-------- Given records --------

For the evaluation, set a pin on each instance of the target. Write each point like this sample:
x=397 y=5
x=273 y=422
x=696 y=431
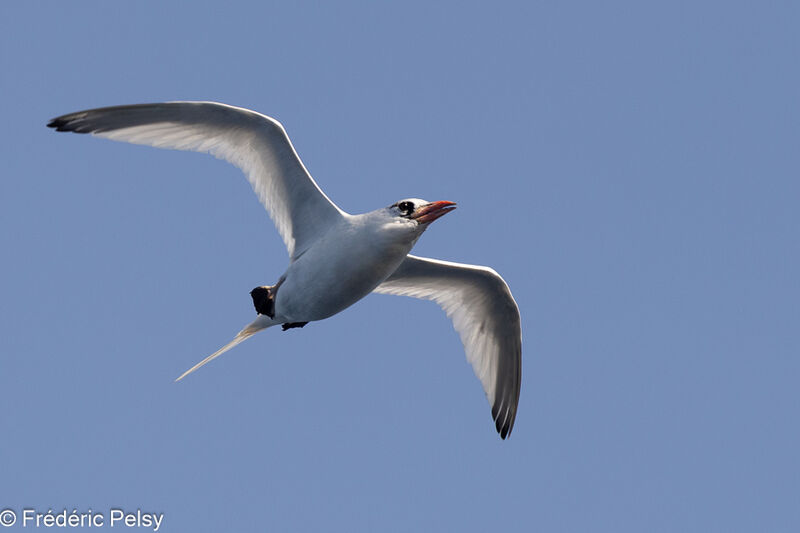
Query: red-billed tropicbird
x=335 y=258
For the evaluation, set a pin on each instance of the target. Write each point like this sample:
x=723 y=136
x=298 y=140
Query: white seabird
x=335 y=258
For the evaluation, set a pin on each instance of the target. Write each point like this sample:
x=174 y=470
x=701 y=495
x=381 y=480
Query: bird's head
x=420 y=212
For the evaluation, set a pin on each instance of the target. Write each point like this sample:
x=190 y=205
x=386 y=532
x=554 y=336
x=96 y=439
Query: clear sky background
x=631 y=169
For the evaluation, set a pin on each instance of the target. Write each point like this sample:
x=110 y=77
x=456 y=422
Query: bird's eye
x=406 y=207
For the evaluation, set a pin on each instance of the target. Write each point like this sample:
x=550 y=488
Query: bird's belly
x=324 y=282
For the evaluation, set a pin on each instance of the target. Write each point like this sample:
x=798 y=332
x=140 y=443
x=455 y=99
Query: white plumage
x=335 y=258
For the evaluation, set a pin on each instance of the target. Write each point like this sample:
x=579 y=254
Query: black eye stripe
x=405 y=207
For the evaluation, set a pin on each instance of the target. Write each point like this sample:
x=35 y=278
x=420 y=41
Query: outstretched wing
x=255 y=143
x=486 y=317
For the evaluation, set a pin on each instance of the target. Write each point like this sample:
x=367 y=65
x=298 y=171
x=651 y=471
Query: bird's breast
x=337 y=271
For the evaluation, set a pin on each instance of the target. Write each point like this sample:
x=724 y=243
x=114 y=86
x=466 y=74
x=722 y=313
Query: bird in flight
x=335 y=258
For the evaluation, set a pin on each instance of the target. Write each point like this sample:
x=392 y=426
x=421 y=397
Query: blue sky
x=630 y=168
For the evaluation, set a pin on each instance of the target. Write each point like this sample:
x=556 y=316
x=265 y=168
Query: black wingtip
x=503 y=424
x=60 y=124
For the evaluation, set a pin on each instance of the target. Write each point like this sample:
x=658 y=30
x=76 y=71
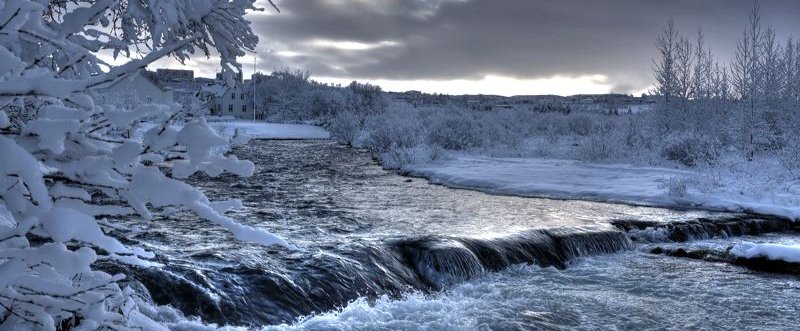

--------

**Written problem:**
Give back every one of the items above word for word, leaving out the pictures.

**Answer for this exercise:**
For the evaluation, set a pin on each instance of the target. Write each point like this sample:
x=397 y=5
x=273 y=422
x=696 y=431
Query: red-billed tropicbird
x=335 y=258
For the evaluation, set a pin on each instance of the target. Write each point like this sample:
x=723 y=136
x=298 y=140
Query: white seabird
x=335 y=258
For the evaluation, set a pin on each instance of the target. Write each point like this sample:
x=174 y=470
x=701 y=495
x=381 y=480
Query: bird's head
x=420 y=212
For the evaluation, set a pin on each instance of the target. Write each point like this sample:
x=190 y=205
x=386 y=532
x=554 y=336
x=96 y=439
Query: clear sky background
x=631 y=169
For the evaluation, set a pin on each instance of the target. Write each point like this sample:
x=110 y=77
x=456 y=422
Query: bird's eye
x=406 y=207
For the evaluation, set a pin on each instance of the target. Write each point like this sample:
x=550 y=488
Query: bird's belly
x=324 y=282
For the evaluation, set a pin on each instance of the target. Write each point like this sample:
x=798 y=332
x=140 y=443
x=455 y=99
Query: white plumage
x=335 y=258
For the evaluation, set a pin on each instance of the target. Write each point like this sample:
x=579 y=254
Query: black eye stripe
x=405 y=207
For the evaluation, set a pin on each instance of the target. Write each point like this sample:
x=35 y=278
x=420 y=41
Query: outstretched wing
x=255 y=143
x=486 y=317
For the evaluation, set a pin on each instance of the target. Write each point like this sample:
x=367 y=65
x=298 y=171
x=651 y=471
Query: bird's breast
x=337 y=271
For the evaluation, set a pin on each instance of the target. Write each point like this sample:
x=724 y=243
x=114 y=86
x=466 y=74
x=722 y=313
Query: bird in flight
x=335 y=258
For the evaluation, set a pin on each instance of the target. Write each point like this sample:
x=392 y=426
x=421 y=397
Query: blue sky
x=630 y=168
For the evaluation, set a pin on each instance of the target. Write each point like this sample:
x=556 y=316
x=265 y=168
Query: black wingtip
x=503 y=424
x=60 y=124
For the evaluation, set a pin on each instance of the target. Write each point like this sample:
x=658 y=30
x=76 y=71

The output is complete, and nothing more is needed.